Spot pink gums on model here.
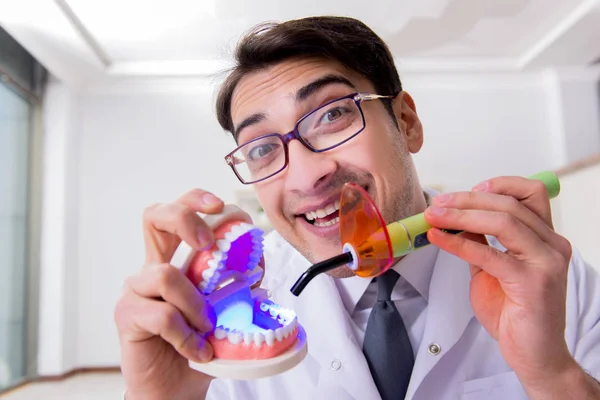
[186,221,298,360]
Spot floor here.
[0,373,125,400]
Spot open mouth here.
[302,200,340,227]
[301,185,369,228]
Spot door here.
[0,81,32,391]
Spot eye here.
[319,107,344,124]
[248,144,277,161]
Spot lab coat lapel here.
[277,254,379,399]
[406,250,473,399]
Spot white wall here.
[552,162,600,273]
[40,69,598,368]
[38,81,85,375]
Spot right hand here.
[114,190,224,400]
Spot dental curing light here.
[291,171,560,296]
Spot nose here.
[285,140,337,195]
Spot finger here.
[427,228,526,283]
[127,264,216,332]
[144,203,215,263]
[425,206,546,254]
[175,189,225,214]
[125,295,213,362]
[473,176,554,229]
[433,191,557,246]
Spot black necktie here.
[363,269,415,400]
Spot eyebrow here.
[233,74,356,143]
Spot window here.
[0,24,43,391]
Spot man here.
[115,17,600,400]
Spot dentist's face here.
[231,59,425,277]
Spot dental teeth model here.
[171,205,306,379]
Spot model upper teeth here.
[304,200,340,221]
[198,222,264,294]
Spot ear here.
[393,91,423,154]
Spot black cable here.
[291,253,352,296]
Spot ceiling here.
[0,0,600,85]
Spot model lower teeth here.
[179,218,298,360]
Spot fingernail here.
[433,193,452,204]
[429,206,446,215]
[198,341,213,362]
[198,227,214,250]
[202,193,221,205]
[473,181,490,192]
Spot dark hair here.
[216,16,402,138]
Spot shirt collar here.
[334,190,438,314]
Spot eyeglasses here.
[225,93,395,185]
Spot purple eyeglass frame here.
[225,92,396,185]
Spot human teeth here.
[254,332,265,346]
[275,328,283,342]
[227,331,244,344]
[315,217,340,227]
[304,200,340,221]
[325,204,337,215]
[265,329,275,346]
[244,332,254,345]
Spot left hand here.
[425,177,578,391]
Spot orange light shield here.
[340,183,393,278]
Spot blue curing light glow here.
[215,289,254,330]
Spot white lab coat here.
[208,233,600,400]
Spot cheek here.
[255,184,282,219]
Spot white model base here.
[189,325,308,380]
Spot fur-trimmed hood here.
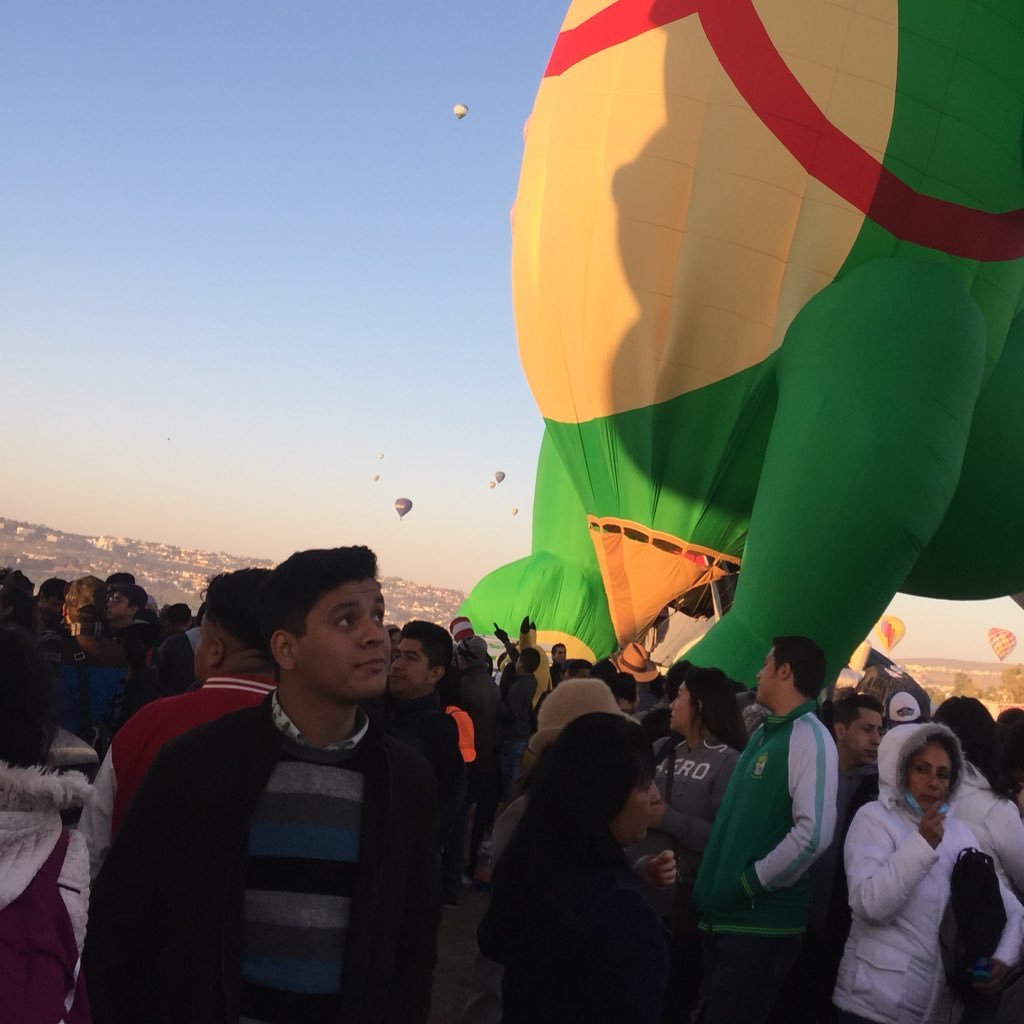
[0,761,92,913]
[879,722,965,810]
[0,761,92,813]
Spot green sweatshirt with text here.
[693,700,839,935]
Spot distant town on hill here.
[0,517,466,626]
[0,517,1024,713]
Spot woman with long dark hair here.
[0,626,91,1024]
[935,697,1024,897]
[635,664,746,1024]
[478,714,667,1024]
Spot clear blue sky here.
[0,0,1024,658]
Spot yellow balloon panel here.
[512,0,897,422]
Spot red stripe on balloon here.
[544,0,700,78]
[545,0,1024,260]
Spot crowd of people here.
[0,547,1024,1024]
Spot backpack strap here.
[70,637,92,737]
[665,743,679,806]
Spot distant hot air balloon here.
[874,615,906,654]
[988,629,1017,662]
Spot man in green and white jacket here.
[693,637,839,1024]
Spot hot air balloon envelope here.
[988,629,1017,662]
[874,615,906,654]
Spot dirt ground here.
[430,889,487,1024]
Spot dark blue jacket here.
[479,860,669,1024]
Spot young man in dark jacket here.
[85,548,440,1024]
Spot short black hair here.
[203,568,270,654]
[401,618,454,670]
[0,626,57,768]
[932,696,1007,796]
[665,658,693,703]
[771,637,825,698]
[999,721,1024,777]
[607,672,637,703]
[36,577,68,601]
[164,598,192,626]
[260,545,377,646]
[831,693,886,726]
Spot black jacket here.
[84,697,440,1024]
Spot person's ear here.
[210,637,227,668]
[270,630,296,672]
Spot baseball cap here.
[106,583,150,611]
[886,690,923,725]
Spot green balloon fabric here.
[463,0,1024,685]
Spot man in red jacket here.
[79,569,276,878]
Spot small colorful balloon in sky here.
[988,628,1017,662]
[874,615,906,654]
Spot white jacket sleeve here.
[78,746,118,880]
[754,715,839,890]
[843,804,939,925]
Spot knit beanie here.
[528,678,623,755]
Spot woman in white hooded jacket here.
[834,724,1024,1024]
[0,626,92,1024]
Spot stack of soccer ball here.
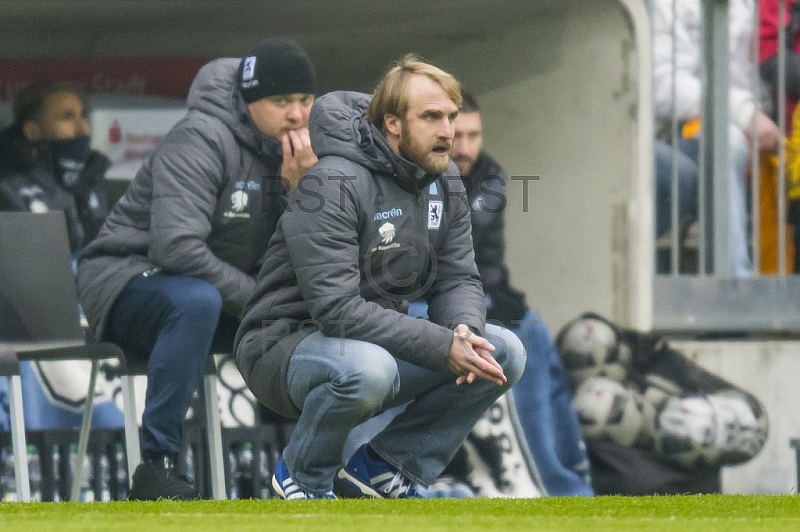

────────────────────────────────────────

● **WHAT YOU NEED TO DO**: Rewrite all the lines above, swapping "Spot" for "Find" and keeping everything else the same. Omit the pictures.

● **FULL RESPONSE**:
Find pink gums on model here.
[186,221,298,360]
Find floor here.
[0,373,125,400]
Find open mouth here.
[302,200,340,227]
[301,185,369,228]
Find door here.
[0,81,32,391]
Find eye here.
[319,107,344,124]
[248,144,277,161]
Find lab coat lapel here.
[277,254,379,399]
[406,250,473,399]
Find white wall here.
[552,162,600,273]
[40,69,598,368]
[38,81,85,375]
Find right hand here.
[114,190,224,400]
Find dental curing light here.
[291,171,560,296]
Find nose here.
[285,140,337,195]
Find finger here.
[427,228,526,283]
[127,264,216,332]
[144,203,215,263]
[425,206,546,254]
[175,189,225,214]
[125,295,213,362]
[473,176,554,229]
[433,191,557,246]
Find black necktie here.
[363,269,415,400]
Find eyebrow here.
[233,74,356,143]
Find window here.
[0,24,43,391]
Find man here.
[115,17,600,400]
Find dentist's face here.
[231,59,425,277]
Find dental teeth model here.
[171,205,306,379]
Find model upper teeth here.
[304,200,340,221]
[198,222,264,294]
Find ear here.
[393,91,423,154]
Find black cable here.
[291,253,352,296]
Find ceiling here.
[0,0,600,85]
Find model lower teeth here.
[179,218,298,360]
Find fingernail here.
[433,193,452,204]
[429,206,446,215]
[198,341,213,362]
[198,227,214,250]
[202,193,221,205]
[473,181,490,192]
Find dark hair here.
[216,16,402,138]
Find shirt collar here.
[334,190,438,314]
Find eyeglasses here.
[225,93,395,185]
Find purple eyeglass frame here.
[225,92,396,185]
Find human teeth here.
[254,332,265,346]
[275,328,283,342]
[227,331,244,344]
[315,217,340,227]
[304,200,340,221]
[325,204,337,215]
[265,329,275,346]
[244,332,254,345]
Find left hand here.
[425,177,578,391]
Find orange light shield here.
[340,183,393,278]
Find blue curing light glow here.
[215,289,254,330]
Find white lab coat here.
[208,233,600,400]
Find cheek here.
[255,184,282,219]
Find white model base here.
[189,325,308,380]
Find fur-trimmed hood here.
[0,761,92,913]
[879,722,965,810]
[0,761,92,813]
Find green sweatshirt with text here.
[693,700,839,935]
Find distant town on hill here.
[0,517,466,626]
[0,517,1024,713]
Find woman with long dark hair here.
[0,626,91,1024]
[935,697,1024,897]
[635,664,746,1024]
[478,714,667,1024]
Find clear blue sky here.
[0,0,1024,658]
Find yellow balloon panel here.
[512,0,897,422]
Find red stripe on balloon here.
[544,0,700,78]
[545,0,1024,260]
Find crowd of people here.
[0,547,1024,1024]
Find backpack strap here.
[70,637,92,737]
[665,743,679,806]
Find distant hot air balloon here.
[874,615,906,654]
[988,629,1017,662]
Find man in green and white jacket here.
[693,637,839,1024]
Find hot air balloon envelope here.
[988,629,1017,662]
[874,615,906,654]
Find dirt ground here.
[430,889,487,1024]
Find dark blue jacket here.
[479,860,669,1024]
Find young man in dark jacket here.
[85,548,440,1024]
Find short black hair here.
[203,568,270,654]
[401,618,454,670]
[0,626,57,768]
[932,696,1007,796]
[665,658,693,703]
[771,637,825,698]
[999,721,1024,777]
[607,672,637,703]
[36,577,68,601]
[164,598,192,626]
[260,545,377,646]
[831,693,886,726]
Find black jacket here.
[84,697,440,1024]
Find person's ear here.
[210,637,227,668]
[270,630,296,672]
Find baseball cap here.
[106,583,150,611]
[886,690,923,725]
Find green balloon fabric here.
[463,0,1024,685]
Find man in red jacket here.
[79,569,276,878]
Find small colorful balloon in sky here.
[988,628,1017,662]
[874,615,906,654]
Find white jacket sleeve here.
[78,746,118,880]
[754,715,839,890]
[843,804,939,925]
Find knit beanie here.
[528,678,623,755]
Find woman in white hooded jacket here.
[834,724,1024,1024]
[0,626,92,1024]
Find stack of soccer ball here.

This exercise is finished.